**Set problem:**
Pull out every line of the records below that contains the string "cabinet", matching case exactly.

Point-based annotation data:
* start *

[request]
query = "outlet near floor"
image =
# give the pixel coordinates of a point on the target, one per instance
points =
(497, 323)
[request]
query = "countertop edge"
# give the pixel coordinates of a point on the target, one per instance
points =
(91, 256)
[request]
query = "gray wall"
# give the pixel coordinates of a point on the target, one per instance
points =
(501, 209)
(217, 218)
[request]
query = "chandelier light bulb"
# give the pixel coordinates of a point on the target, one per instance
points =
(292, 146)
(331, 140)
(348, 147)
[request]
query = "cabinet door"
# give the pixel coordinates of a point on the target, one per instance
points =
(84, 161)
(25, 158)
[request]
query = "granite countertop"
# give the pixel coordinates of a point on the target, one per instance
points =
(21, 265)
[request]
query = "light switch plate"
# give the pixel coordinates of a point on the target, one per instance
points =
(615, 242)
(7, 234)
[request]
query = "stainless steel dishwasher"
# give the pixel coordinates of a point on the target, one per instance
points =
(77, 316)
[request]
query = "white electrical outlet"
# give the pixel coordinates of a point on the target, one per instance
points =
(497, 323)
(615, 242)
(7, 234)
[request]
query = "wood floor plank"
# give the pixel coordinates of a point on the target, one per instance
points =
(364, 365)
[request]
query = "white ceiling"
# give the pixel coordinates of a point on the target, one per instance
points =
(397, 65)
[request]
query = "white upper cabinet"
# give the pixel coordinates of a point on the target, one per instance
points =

* end *

**Answer to this exercise:**
query = "cabinet door"
query = "white upper cabinet"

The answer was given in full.